# Data to process
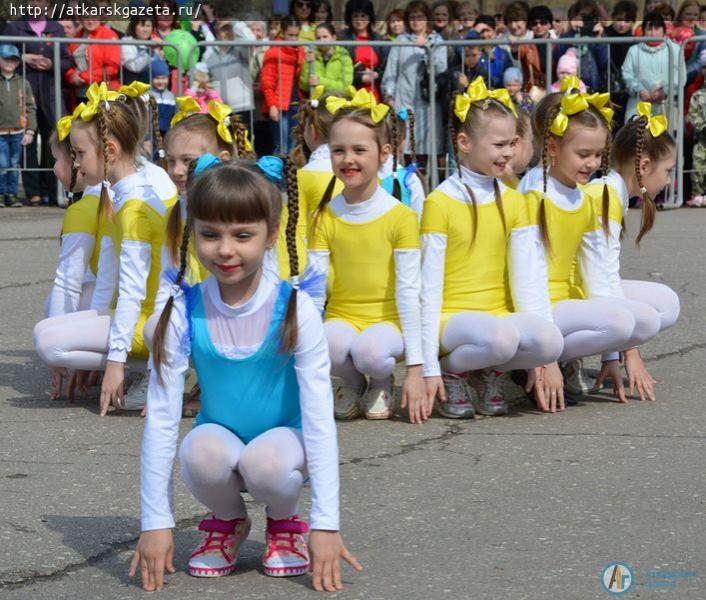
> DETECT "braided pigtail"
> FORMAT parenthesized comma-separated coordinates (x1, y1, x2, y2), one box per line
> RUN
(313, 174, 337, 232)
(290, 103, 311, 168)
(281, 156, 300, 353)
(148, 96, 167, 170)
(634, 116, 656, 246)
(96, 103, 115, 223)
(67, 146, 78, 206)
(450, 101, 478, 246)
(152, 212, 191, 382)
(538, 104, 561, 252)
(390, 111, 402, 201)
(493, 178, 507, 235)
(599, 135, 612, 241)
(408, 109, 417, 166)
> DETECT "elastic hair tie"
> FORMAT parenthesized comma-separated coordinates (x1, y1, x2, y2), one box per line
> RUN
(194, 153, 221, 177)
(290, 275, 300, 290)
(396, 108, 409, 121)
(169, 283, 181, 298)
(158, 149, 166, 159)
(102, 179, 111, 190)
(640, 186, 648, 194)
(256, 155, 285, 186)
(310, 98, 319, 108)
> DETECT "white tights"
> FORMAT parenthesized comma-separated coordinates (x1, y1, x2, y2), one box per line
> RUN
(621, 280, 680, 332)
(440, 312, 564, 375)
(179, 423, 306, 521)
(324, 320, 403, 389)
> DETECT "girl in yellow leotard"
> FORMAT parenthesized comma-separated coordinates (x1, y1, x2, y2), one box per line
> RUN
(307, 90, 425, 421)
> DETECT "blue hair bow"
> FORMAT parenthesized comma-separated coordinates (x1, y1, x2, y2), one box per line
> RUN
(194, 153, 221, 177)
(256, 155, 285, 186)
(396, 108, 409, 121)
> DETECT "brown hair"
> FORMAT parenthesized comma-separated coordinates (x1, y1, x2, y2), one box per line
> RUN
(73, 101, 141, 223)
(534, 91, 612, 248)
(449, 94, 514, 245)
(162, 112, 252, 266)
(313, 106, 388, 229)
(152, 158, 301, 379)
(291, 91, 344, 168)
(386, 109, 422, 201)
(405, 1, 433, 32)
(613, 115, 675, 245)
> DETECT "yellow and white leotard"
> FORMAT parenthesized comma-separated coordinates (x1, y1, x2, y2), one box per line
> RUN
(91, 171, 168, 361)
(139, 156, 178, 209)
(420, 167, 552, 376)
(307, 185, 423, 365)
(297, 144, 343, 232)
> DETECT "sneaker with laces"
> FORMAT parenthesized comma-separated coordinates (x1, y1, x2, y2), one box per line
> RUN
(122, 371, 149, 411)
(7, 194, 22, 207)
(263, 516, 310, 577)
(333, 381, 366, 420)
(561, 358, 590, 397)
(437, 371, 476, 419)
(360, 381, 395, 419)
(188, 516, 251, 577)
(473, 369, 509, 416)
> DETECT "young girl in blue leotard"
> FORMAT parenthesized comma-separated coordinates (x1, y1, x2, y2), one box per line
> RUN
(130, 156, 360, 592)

...

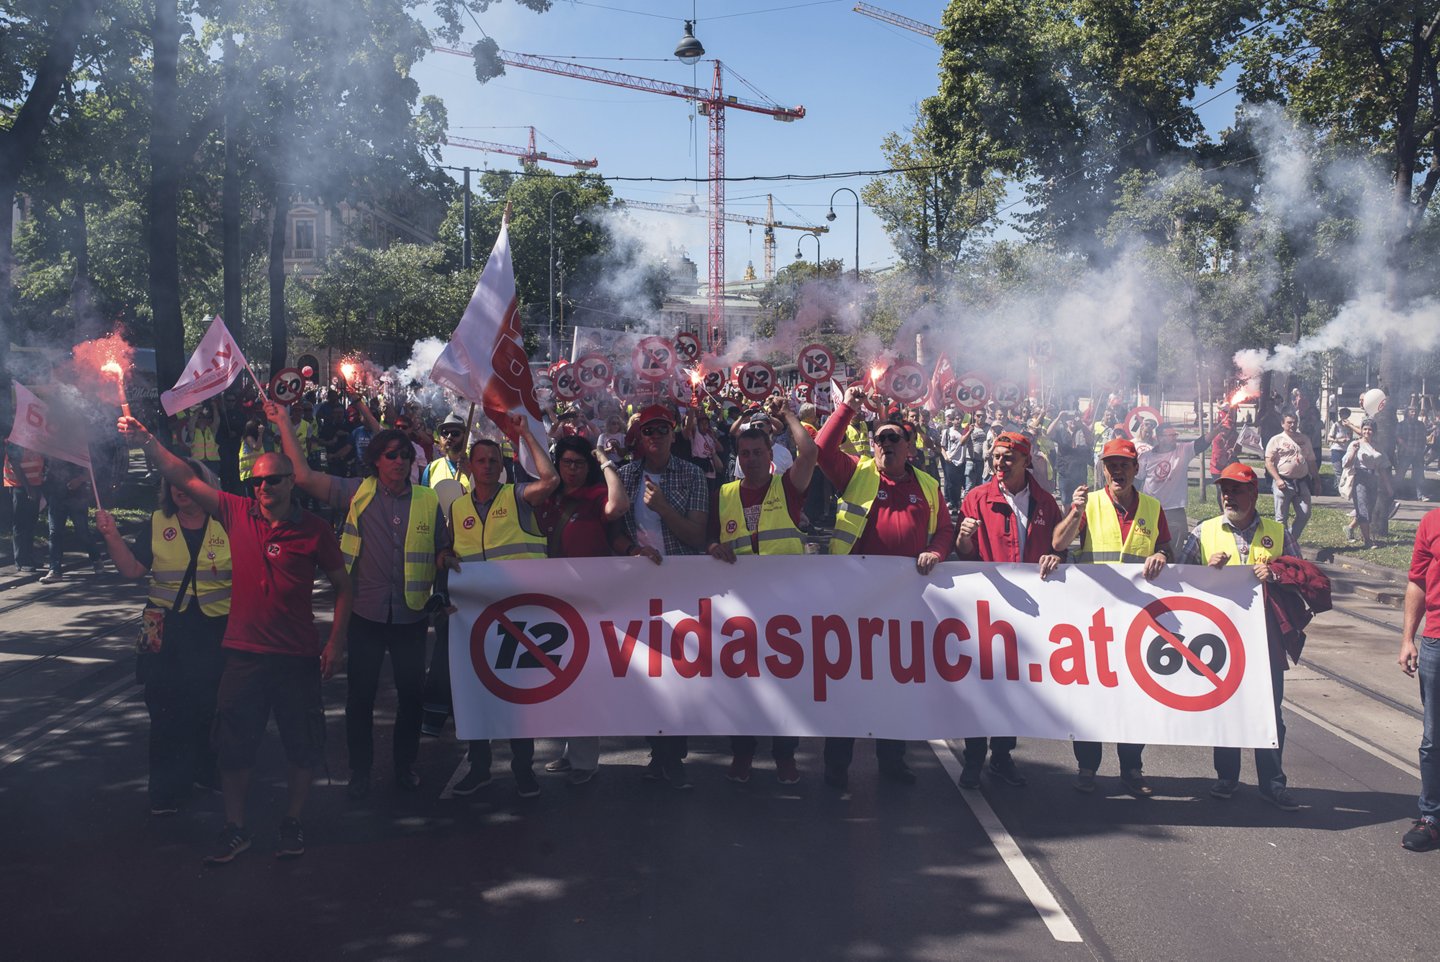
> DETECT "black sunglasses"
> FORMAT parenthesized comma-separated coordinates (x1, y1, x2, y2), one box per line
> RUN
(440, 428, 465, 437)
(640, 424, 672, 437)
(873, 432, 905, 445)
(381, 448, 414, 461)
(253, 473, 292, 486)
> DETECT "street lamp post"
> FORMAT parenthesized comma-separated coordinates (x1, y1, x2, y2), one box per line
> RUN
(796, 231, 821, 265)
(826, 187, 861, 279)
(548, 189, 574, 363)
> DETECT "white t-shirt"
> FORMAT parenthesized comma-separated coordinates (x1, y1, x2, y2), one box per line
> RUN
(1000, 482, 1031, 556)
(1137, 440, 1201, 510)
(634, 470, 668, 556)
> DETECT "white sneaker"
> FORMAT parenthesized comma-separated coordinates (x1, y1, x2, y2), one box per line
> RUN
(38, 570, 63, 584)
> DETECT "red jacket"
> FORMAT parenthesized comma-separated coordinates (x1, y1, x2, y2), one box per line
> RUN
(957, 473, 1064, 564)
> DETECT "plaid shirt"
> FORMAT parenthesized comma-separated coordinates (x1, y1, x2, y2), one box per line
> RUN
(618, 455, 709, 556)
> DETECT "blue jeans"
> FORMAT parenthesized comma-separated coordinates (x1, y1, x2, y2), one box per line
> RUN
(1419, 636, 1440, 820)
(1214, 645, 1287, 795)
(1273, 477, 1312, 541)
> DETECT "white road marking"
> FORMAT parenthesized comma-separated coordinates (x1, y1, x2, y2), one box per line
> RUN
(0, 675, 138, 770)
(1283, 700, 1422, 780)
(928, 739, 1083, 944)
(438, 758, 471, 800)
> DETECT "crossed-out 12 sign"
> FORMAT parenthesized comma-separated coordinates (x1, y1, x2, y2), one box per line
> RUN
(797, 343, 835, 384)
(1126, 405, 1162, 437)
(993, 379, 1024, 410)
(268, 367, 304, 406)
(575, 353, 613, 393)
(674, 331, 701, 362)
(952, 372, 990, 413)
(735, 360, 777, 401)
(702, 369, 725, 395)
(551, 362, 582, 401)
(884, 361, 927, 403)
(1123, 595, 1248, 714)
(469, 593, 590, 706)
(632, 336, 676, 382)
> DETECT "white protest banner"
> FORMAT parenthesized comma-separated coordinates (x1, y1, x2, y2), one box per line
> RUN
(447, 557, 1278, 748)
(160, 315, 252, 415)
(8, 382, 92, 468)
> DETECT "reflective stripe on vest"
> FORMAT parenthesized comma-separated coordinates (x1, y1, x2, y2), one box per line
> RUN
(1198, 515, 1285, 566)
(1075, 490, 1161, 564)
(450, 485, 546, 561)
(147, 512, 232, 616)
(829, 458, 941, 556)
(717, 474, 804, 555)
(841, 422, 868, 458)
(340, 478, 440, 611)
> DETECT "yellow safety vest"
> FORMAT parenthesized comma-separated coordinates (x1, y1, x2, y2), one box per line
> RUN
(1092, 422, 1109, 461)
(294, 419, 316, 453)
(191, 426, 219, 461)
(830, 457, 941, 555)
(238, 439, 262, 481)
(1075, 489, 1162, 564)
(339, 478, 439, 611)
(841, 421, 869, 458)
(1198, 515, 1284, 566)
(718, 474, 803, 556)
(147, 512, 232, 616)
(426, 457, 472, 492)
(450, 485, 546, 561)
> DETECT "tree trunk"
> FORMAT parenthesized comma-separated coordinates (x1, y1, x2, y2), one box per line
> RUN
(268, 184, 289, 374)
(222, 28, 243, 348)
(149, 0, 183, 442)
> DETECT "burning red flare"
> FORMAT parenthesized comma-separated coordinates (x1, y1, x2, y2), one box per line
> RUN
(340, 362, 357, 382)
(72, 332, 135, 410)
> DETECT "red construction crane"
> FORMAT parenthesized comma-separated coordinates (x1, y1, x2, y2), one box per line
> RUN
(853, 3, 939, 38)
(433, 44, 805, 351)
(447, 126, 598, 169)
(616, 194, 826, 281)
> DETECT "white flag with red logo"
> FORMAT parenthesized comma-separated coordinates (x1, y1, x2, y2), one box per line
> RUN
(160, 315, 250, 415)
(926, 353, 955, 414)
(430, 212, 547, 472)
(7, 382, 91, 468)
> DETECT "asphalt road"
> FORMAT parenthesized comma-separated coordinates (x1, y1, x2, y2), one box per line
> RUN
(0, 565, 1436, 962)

==

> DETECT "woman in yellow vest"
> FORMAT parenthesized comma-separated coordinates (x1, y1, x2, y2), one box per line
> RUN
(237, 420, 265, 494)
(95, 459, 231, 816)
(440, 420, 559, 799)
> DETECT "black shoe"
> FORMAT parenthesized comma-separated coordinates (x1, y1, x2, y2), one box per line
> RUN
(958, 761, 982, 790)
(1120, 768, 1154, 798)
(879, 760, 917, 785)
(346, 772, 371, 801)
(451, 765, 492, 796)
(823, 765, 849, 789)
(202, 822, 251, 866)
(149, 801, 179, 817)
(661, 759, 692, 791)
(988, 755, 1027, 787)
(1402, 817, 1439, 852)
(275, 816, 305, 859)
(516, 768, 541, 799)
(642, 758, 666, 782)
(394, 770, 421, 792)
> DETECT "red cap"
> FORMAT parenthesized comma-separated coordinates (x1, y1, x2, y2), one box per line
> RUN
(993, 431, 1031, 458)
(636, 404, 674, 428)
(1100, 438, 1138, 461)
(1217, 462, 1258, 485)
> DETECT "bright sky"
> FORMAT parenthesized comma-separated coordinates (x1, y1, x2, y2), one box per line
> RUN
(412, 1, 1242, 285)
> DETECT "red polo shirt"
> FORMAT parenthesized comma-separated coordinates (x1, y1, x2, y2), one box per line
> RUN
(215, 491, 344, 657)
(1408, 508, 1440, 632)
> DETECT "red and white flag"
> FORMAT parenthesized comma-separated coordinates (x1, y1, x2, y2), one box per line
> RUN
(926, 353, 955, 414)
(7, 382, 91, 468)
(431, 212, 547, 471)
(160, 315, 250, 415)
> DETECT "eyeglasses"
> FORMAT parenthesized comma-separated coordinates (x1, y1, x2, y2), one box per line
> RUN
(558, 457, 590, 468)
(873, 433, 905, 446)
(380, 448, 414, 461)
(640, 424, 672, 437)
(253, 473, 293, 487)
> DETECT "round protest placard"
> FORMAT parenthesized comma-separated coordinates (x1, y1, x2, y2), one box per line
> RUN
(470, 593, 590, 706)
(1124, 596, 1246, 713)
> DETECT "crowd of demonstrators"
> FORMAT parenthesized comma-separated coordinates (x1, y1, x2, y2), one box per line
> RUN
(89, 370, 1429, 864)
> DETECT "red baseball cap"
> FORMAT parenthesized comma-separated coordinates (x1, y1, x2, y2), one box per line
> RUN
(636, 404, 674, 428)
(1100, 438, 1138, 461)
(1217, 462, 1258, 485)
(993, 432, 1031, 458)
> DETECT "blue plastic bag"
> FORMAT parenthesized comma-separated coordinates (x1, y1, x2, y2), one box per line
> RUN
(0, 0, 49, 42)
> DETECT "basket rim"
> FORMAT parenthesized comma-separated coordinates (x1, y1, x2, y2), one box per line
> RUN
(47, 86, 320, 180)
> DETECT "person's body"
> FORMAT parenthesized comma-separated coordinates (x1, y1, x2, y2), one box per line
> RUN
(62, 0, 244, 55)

# Exercise directions
Go through the data above line by line, count those that contain the string "black", and reply with the count only.

# Written response
2